Which lines of the data below include the string "staircase"? Return each of them.

(Referring expression grounding data)
[Start of Attachment]

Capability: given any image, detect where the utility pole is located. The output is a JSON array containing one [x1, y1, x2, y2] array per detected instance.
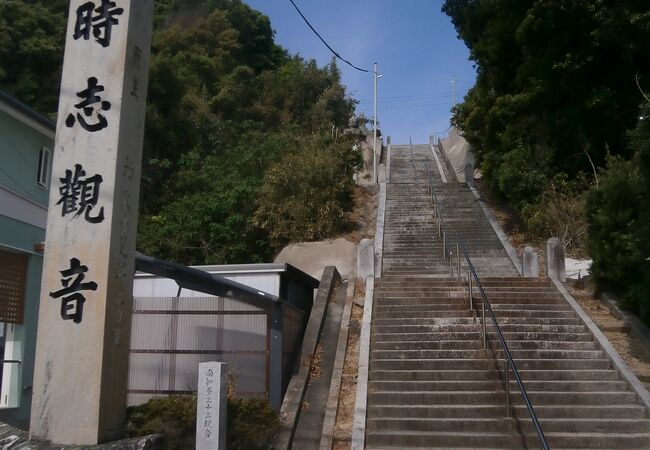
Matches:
[[373, 63, 382, 184], [452, 74, 456, 108]]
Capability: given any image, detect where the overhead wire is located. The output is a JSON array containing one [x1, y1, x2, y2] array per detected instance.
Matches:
[[357, 90, 470, 106], [357, 89, 469, 103], [287, 0, 369, 73]]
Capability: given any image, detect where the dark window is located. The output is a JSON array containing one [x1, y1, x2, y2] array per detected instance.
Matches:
[[37, 146, 50, 188], [0, 249, 27, 324]]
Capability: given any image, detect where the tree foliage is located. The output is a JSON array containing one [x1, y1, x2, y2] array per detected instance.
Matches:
[[443, 0, 650, 209], [586, 104, 650, 324], [443, 1, 650, 320], [0, 0, 66, 114], [0, 0, 359, 265]]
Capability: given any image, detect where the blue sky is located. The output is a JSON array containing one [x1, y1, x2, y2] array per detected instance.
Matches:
[[245, 0, 476, 144]]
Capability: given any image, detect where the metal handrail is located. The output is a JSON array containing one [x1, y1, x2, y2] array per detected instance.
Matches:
[[423, 167, 550, 450], [409, 136, 418, 183]]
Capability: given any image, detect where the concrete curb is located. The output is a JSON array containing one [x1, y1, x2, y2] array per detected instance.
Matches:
[[318, 281, 356, 450], [351, 277, 374, 450], [601, 292, 650, 356], [551, 277, 650, 409], [467, 184, 523, 276], [275, 267, 341, 450], [438, 138, 459, 183], [386, 144, 391, 183], [429, 143, 447, 183], [374, 183, 386, 278]]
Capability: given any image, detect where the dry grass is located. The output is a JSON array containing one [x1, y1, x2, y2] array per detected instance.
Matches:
[[344, 186, 378, 244], [331, 284, 365, 449], [569, 284, 650, 390], [309, 344, 323, 380]]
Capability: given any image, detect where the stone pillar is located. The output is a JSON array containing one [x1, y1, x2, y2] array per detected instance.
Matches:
[[429, 135, 434, 145], [522, 246, 539, 277], [357, 239, 375, 280], [464, 163, 475, 185], [545, 237, 566, 282], [196, 362, 228, 450], [30, 1, 153, 444], [386, 135, 391, 145]]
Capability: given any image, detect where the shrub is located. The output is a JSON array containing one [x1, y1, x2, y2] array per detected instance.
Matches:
[[126, 395, 280, 449], [126, 396, 196, 449], [253, 136, 362, 249], [521, 177, 589, 254], [585, 101, 650, 323], [585, 153, 650, 323]]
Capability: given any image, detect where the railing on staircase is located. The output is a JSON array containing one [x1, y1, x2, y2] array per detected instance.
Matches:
[[409, 136, 418, 183], [421, 155, 550, 450]]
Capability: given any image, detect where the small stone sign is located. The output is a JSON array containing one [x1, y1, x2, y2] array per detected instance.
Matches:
[[196, 362, 228, 450]]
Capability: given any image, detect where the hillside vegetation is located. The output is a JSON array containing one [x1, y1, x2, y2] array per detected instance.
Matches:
[[0, 0, 361, 264], [442, 1, 650, 323]]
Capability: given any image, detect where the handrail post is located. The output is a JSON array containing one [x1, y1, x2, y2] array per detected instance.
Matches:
[[468, 270, 473, 310], [456, 242, 460, 279], [442, 231, 446, 257], [505, 358, 510, 418], [482, 299, 486, 350]]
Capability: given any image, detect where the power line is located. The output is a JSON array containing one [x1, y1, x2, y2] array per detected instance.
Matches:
[[357, 100, 455, 112], [357, 89, 470, 105], [287, 0, 369, 73]]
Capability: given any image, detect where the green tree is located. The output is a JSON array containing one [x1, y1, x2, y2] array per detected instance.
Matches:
[[586, 102, 650, 324], [1, 0, 359, 265], [0, 0, 66, 113], [443, 0, 650, 210]]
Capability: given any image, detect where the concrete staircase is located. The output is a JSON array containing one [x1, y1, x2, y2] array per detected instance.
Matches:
[[363, 144, 650, 448], [383, 144, 516, 278]]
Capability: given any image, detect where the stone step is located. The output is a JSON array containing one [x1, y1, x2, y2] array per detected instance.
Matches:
[[525, 431, 650, 449], [491, 340, 599, 350], [370, 358, 612, 371], [371, 349, 605, 360], [375, 316, 582, 326], [491, 310, 577, 319], [516, 369, 621, 381], [370, 369, 500, 381], [368, 390, 508, 405], [371, 324, 588, 334], [370, 380, 629, 393], [511, 390, 638, 405], [367, 417, 512, 433], [367, 403, 647, 419], [372, 331, 484, 342], [369, 390, 637, 406], [368, 417, 650, 435], [375, 303, 470, 312], [373, 339, 599, 351], [372, 340, 484, 351], [367, 427, 650, 449], [371, 358, 498, 371], [374, 309, 474, 319], [522, 418, 650, 434], [365, 429, 522, 448], [373, 317, 478, 326], [371, 331, 595, 343], [491, 303, 573, 311]]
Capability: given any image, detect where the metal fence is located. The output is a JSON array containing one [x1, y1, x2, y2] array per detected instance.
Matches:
[[127, 295, 304, 407]]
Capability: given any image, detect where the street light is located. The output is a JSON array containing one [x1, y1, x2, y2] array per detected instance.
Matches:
[[374, 62, 383, 184]]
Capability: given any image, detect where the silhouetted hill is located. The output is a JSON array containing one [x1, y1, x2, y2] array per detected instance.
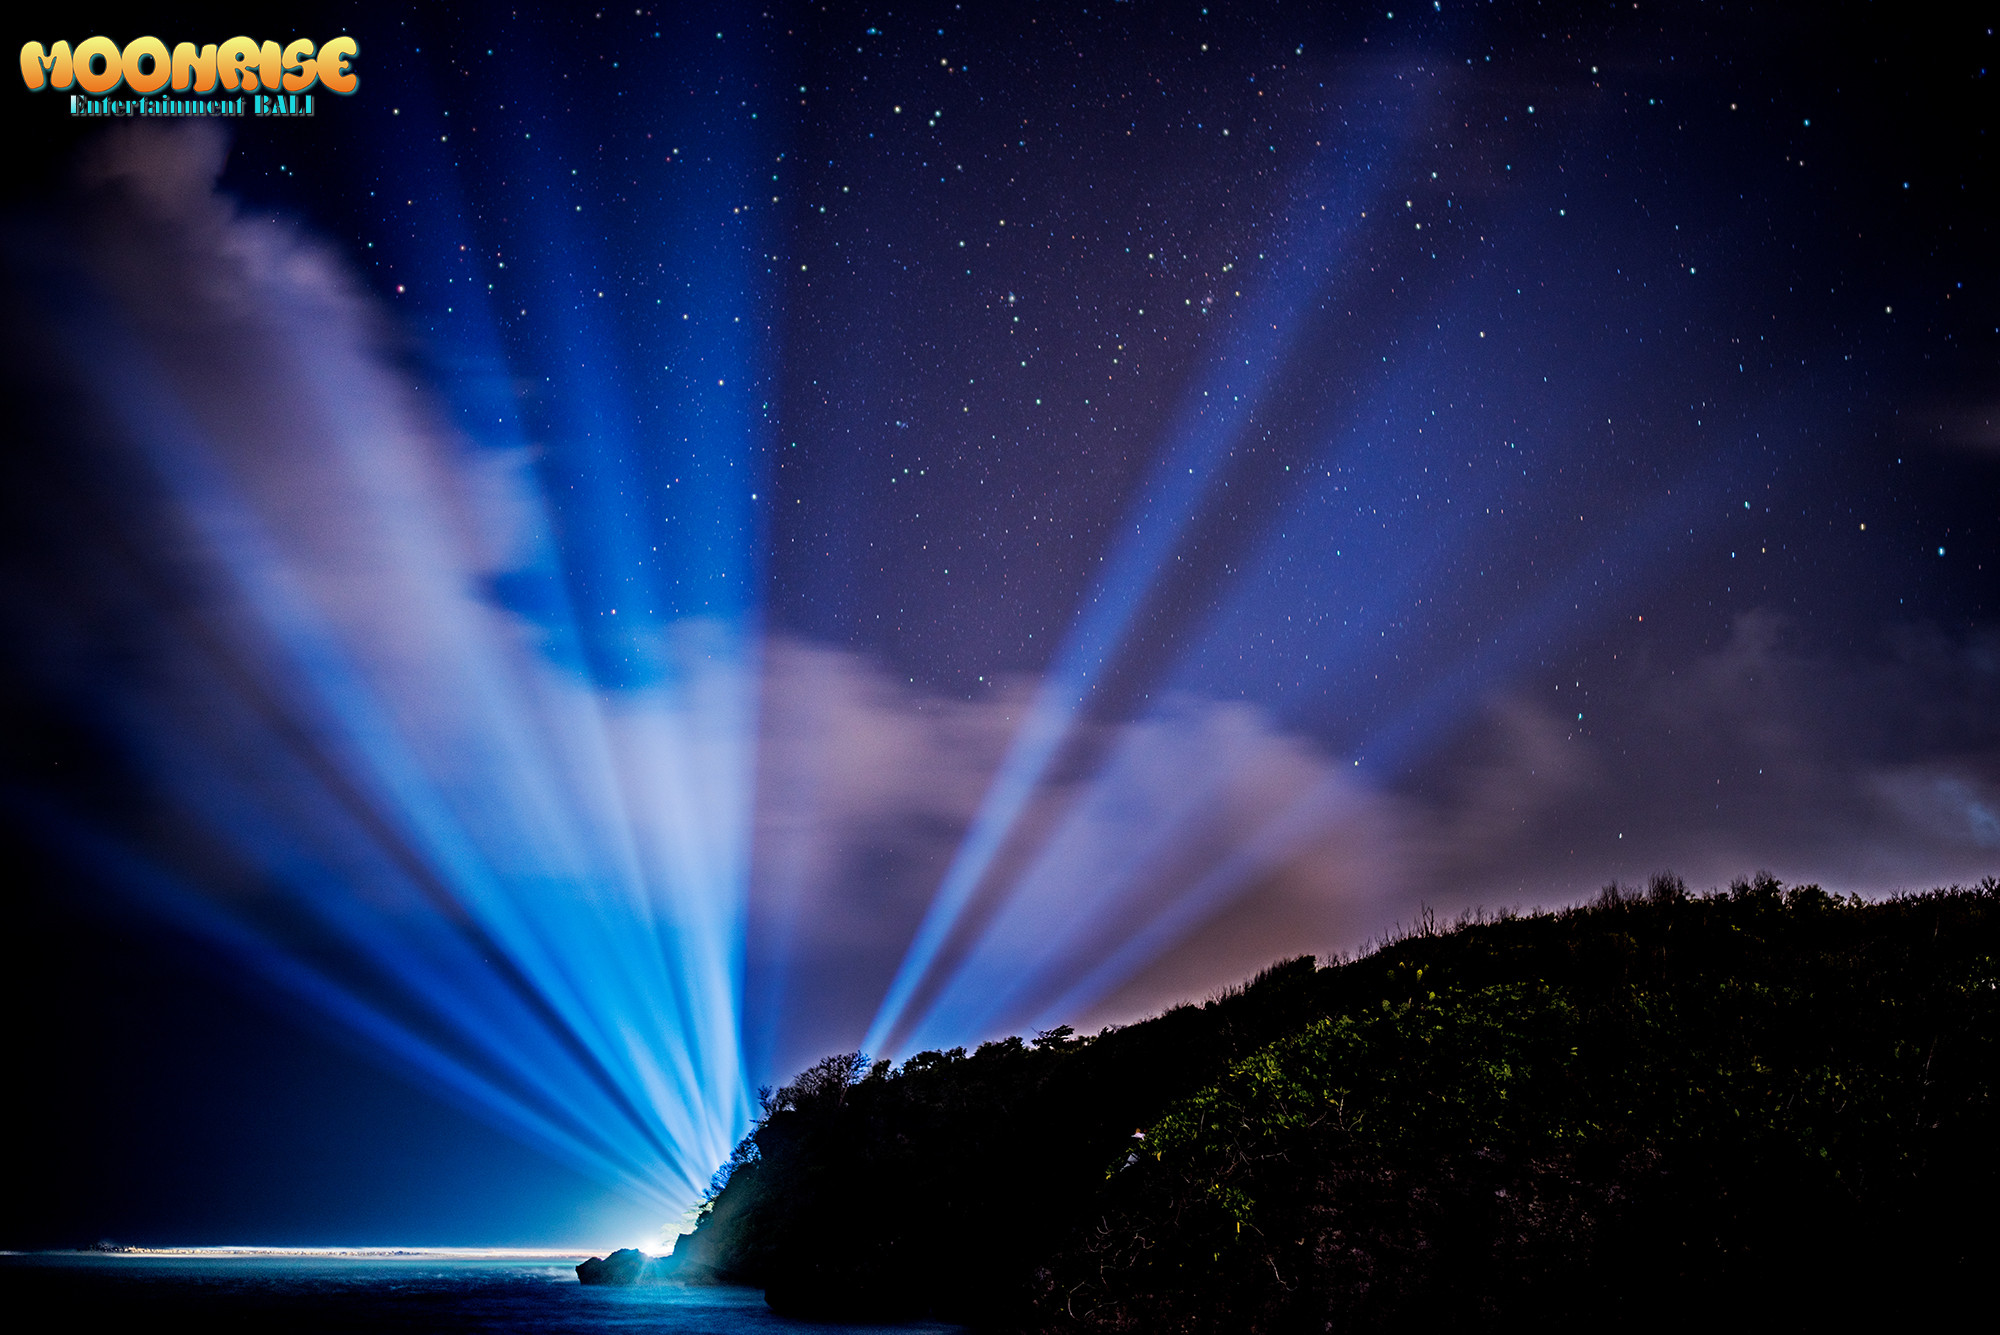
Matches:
[[671, 875, 1999, 1330]]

[End of Attachment]

> **Output of the exercise**
Capability: given any image, detect where the railing on staircase is located. The output is a JSON array containing one [x1, y1, x2, y2] array per detected instance.
Capability: given any image, detect where the concrete staircase is located. The output is a JSON array containing one [x1, y1, x2, y2] array per detected instance.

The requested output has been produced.